* What you should do *
Extract the lines of the listing from its first line through the line containing "x=250, y=334", including both, and reproduce them word for word.

/---

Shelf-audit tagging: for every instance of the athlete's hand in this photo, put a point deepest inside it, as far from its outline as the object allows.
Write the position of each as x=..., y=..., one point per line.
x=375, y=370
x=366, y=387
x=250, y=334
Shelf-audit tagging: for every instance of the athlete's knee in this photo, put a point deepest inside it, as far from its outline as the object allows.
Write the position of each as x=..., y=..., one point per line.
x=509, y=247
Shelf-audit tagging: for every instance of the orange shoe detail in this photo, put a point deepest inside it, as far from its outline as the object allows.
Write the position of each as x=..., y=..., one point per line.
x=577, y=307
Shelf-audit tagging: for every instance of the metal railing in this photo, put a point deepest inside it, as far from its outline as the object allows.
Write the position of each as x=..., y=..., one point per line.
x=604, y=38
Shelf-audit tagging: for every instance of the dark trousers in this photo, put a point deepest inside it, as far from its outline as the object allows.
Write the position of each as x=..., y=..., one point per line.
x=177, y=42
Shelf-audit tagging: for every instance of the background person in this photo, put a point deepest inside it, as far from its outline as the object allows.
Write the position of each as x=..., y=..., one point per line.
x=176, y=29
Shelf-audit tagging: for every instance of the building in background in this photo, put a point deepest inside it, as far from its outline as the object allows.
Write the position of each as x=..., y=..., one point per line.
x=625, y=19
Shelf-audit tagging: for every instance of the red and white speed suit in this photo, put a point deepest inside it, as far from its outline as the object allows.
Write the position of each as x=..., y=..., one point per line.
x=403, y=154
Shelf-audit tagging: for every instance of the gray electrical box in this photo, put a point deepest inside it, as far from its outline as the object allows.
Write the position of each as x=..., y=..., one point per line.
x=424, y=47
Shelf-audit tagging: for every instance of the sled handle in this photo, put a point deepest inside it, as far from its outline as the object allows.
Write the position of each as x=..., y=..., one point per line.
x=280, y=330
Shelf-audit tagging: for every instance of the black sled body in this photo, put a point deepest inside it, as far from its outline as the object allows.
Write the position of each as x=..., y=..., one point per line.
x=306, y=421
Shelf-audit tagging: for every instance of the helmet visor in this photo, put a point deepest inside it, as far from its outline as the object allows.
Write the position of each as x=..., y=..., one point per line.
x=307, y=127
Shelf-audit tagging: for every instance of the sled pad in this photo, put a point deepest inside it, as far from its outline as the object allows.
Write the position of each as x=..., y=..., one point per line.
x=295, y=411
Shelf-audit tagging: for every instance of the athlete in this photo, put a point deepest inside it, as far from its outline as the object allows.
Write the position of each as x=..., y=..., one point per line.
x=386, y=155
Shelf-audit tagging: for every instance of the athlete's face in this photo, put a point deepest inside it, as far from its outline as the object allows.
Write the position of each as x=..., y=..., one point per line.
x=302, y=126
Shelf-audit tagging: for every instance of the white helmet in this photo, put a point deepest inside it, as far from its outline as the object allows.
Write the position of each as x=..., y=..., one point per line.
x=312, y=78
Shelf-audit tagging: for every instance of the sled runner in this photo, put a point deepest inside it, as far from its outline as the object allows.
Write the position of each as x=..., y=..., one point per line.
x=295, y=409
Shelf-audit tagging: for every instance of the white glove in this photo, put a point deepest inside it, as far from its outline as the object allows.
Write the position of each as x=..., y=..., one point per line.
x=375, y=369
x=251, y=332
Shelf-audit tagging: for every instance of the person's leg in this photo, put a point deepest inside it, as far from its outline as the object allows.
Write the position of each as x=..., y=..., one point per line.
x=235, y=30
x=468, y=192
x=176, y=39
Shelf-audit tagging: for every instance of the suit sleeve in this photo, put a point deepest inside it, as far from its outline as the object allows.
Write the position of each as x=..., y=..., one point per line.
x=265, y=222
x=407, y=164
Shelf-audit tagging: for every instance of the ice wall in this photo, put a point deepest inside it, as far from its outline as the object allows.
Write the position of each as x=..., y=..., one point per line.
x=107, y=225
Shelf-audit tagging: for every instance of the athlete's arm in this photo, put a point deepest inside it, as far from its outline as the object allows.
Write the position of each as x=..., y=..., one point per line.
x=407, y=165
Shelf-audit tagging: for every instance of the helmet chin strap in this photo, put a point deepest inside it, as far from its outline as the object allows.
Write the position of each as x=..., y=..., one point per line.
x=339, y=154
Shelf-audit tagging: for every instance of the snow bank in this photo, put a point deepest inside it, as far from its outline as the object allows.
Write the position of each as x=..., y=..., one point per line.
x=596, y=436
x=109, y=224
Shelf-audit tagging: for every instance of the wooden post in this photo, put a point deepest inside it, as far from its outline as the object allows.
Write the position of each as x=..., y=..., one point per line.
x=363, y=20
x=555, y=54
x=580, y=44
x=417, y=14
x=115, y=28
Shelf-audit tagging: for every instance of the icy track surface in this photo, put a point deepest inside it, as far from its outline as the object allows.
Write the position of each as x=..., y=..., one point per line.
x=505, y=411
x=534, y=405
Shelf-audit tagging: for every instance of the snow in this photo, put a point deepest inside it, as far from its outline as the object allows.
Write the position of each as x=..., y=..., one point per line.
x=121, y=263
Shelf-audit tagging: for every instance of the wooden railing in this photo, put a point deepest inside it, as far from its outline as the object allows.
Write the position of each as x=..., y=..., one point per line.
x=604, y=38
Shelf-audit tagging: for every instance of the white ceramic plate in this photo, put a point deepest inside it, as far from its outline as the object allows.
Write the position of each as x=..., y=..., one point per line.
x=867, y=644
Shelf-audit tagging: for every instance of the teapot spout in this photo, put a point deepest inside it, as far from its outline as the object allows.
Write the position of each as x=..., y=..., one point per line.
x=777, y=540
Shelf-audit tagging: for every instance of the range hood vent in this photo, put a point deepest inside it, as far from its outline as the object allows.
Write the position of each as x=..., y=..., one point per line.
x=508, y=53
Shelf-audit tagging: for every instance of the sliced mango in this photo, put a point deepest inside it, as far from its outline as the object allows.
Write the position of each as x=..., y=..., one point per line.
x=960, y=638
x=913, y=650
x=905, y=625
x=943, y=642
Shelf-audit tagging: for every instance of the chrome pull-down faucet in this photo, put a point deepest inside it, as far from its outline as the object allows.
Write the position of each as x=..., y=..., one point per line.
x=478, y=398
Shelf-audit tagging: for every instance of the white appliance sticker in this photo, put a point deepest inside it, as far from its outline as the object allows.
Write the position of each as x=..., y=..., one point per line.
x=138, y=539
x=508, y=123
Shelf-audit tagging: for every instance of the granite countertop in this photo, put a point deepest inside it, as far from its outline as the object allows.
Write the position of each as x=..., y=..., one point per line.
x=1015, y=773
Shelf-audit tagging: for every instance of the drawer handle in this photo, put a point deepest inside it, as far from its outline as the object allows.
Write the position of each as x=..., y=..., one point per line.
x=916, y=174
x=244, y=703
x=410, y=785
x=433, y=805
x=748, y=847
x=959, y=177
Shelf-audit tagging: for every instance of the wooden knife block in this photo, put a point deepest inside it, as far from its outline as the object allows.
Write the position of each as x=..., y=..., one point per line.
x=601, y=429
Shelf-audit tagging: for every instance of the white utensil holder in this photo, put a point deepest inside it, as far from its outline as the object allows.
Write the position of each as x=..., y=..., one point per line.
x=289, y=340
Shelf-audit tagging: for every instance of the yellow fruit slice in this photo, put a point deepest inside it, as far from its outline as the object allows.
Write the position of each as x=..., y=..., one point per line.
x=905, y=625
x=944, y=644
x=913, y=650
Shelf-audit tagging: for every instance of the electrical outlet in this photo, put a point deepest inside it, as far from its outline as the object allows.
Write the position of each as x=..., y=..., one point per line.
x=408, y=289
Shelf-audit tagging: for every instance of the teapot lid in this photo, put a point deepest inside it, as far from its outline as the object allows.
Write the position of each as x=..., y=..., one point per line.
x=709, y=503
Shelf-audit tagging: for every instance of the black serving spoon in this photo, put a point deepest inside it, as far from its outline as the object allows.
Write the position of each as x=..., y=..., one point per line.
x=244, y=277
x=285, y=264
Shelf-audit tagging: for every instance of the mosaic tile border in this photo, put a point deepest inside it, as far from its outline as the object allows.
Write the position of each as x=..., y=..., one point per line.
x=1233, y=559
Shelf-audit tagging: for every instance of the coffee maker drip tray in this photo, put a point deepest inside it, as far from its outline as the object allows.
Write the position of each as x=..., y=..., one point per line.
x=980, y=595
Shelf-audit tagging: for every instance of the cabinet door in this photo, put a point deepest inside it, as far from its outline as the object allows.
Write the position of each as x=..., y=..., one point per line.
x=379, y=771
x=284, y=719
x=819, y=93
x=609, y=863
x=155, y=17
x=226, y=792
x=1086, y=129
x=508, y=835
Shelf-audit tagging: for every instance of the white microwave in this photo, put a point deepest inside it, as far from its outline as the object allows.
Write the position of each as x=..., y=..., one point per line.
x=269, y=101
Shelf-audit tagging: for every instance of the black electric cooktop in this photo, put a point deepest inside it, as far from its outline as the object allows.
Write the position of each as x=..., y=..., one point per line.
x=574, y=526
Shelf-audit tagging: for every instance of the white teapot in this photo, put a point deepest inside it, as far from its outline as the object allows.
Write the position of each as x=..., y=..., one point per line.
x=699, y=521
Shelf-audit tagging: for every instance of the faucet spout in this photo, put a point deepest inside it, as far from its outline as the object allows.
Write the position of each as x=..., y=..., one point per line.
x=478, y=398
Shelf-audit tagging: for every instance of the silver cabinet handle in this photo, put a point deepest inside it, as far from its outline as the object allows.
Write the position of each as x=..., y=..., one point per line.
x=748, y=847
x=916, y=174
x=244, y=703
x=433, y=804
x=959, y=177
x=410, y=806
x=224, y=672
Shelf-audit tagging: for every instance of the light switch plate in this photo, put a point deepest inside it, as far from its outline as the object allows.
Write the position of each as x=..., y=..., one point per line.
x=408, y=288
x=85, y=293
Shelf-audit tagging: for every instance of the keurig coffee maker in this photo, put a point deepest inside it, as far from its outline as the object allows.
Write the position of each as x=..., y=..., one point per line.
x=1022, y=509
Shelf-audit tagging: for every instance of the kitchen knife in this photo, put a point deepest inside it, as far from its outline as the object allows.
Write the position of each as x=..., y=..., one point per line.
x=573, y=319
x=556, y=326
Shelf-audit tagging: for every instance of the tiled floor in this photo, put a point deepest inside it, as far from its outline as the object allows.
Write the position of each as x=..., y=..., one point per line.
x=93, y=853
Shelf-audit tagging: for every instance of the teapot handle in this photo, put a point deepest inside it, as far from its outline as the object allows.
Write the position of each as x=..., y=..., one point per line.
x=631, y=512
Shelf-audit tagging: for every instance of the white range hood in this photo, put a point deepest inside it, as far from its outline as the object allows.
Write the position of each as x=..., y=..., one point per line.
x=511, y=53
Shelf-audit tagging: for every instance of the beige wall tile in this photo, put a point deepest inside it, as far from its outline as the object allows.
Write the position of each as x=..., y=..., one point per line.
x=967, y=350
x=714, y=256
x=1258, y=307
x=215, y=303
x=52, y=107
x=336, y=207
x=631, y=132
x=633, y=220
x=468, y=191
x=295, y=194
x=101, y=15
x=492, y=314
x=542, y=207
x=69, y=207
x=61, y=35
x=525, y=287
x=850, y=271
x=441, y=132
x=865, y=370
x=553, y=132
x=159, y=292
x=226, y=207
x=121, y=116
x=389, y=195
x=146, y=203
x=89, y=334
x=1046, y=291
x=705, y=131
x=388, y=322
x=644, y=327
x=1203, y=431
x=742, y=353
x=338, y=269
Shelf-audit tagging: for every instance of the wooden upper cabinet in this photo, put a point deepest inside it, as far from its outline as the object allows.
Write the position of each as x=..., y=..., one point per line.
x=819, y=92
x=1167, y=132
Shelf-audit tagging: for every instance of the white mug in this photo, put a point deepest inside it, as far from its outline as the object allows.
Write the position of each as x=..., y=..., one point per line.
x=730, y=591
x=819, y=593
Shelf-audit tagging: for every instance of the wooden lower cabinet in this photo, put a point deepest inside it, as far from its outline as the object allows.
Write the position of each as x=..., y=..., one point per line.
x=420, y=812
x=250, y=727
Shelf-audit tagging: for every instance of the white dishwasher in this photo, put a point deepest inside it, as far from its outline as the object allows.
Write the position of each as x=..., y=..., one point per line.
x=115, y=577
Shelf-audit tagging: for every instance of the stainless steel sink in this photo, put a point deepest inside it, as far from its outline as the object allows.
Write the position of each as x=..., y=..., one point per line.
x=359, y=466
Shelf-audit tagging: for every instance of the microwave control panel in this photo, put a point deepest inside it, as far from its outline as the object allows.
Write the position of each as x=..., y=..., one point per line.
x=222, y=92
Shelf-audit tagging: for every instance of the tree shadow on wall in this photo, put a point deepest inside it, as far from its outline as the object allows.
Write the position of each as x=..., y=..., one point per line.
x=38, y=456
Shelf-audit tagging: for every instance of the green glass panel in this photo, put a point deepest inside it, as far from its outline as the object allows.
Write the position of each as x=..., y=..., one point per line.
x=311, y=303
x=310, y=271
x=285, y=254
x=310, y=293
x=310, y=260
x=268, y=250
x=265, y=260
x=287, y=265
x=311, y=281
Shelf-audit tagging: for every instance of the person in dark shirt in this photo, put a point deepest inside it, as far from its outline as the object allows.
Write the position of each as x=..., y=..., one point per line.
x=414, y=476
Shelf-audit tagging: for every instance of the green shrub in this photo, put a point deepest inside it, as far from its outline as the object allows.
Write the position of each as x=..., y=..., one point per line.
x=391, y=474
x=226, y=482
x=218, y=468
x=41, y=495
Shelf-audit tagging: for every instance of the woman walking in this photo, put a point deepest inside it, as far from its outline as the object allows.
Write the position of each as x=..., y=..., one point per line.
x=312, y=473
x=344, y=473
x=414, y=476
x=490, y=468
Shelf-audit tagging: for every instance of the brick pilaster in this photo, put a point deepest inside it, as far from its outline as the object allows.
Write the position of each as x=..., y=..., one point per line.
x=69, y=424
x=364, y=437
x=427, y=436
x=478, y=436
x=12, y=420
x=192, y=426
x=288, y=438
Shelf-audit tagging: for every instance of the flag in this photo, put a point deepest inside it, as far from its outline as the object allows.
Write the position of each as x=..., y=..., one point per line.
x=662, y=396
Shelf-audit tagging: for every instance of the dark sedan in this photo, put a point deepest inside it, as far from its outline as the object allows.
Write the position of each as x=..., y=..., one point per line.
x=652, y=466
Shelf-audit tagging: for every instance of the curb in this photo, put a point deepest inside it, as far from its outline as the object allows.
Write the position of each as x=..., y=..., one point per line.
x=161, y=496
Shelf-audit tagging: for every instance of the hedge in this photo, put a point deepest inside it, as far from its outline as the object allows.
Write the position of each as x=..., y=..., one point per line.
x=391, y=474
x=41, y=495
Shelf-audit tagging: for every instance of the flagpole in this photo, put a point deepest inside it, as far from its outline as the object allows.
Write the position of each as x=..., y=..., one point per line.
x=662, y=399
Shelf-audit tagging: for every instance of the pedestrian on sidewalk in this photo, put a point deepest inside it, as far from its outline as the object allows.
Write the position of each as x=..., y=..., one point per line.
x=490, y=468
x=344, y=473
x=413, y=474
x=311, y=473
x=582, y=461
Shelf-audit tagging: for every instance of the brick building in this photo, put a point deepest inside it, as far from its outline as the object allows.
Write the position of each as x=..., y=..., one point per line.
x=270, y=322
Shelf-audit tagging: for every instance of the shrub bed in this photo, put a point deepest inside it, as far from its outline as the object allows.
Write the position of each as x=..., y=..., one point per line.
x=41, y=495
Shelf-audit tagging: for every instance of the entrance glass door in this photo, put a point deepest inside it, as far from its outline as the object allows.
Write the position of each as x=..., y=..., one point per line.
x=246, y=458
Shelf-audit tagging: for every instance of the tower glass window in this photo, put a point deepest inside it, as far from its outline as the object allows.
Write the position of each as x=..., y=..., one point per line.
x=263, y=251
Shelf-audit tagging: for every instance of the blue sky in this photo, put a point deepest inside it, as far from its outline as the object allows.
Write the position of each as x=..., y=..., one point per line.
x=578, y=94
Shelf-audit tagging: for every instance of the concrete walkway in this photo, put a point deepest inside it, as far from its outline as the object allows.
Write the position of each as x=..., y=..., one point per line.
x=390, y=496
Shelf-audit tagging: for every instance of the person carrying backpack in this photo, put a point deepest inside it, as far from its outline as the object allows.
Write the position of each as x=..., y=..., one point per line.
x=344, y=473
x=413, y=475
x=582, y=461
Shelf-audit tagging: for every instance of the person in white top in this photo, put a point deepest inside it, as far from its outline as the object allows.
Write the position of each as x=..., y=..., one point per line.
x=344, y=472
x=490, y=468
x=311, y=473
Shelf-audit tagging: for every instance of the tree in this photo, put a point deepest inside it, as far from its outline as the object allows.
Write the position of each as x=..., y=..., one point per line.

\---

* Answer to the problem *
Shelf-audit tagging: for every instance of the athlete's hand in this photo, put a point deepest inside it, as far from its outline as the object allows.
Write the position of each as x=..., y=..., one point per line.
x=375, y=370
x=366, y=387
x=250, y=334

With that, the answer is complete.